### EXERCISE TASK
Return every line of the material below unchanged.

━━ DATASET CONTENT ━━

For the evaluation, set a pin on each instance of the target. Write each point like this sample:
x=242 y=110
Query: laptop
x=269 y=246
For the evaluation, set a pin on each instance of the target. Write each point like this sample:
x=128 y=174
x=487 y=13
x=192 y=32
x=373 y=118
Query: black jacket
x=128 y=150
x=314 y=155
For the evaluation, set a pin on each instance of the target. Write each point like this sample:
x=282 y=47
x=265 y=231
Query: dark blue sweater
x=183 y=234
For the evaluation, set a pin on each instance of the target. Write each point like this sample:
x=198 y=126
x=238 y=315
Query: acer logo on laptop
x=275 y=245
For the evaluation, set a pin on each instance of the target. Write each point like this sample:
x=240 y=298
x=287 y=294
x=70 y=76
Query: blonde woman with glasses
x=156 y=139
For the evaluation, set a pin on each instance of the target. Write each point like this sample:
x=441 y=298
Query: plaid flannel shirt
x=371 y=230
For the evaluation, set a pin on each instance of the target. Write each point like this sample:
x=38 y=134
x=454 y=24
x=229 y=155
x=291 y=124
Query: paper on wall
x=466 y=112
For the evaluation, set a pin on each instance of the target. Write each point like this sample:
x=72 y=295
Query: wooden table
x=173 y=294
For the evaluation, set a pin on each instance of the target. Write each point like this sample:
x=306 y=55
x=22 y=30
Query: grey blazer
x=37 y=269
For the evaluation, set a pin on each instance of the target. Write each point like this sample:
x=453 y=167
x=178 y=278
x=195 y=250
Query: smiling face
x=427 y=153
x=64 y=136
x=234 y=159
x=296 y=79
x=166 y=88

━━━

### OUTPUT BELOW
For the evaluation, set a pin on each instance of the target. Write each point like this sample:
x=242 y=110
Query: laptop
x=269 y=246
For the evaluation, set a pin on each instance of the target. Write each point like this sample:
x=128 y=174
x=487 y=13
x=192 y=32
x=373 y=118
Query: black jacket
x=128 y=150
x=314 y=155
For the evaluation, set a pin on each instance of the target. Write each point like this sample:
x=282 y=47
x=265 y=231
Query: dark blue sweater
x=183 y=234
For the evaluation, set a pin on each instance of the target. Write each point like this sample:
x=198 y=126
x=238 y=315
Query: acer logo on laptop
x=275 y=245
For the evaluation, set a pin on each instance of the target. Write each point like this sample:
x=240 y=298
x=287 y=294
x=70 y=76
Query: blonde woman with glasses
x=156 y=139
For the evaluation, set a pin on each instance of the target. Write each point like this sample:
x=441 y=298
Query: plaid flannel shirt
x=371 y=230
For the evaluation, set a pin on each instance of the target. Write each point like this sample:
x=38 y=134
x=454 y=24
x=229 y=155
x=291 y=124
Query: paper on wall
x=466 y=112
For the evaluation, set a pin on each instance of the target. Write each point like this sample:
x=72 y=295
Query: wooden table
x=173 y=294
For the evaluation, set a pin on each instance of the target. Write each point like this sample:
x=306 y=55
x=22 y=30
Query: grey blazer
x=37 y=269
For the evaluation, set a pin on each instance of the target. Write each point like this sample:
x=453 y=167
x=178 y=278
x=195 y=250
Query: smiling face
x=427 y=153
x=64 y=136
x=234 y=159
x=296 y=79
x=166 y=88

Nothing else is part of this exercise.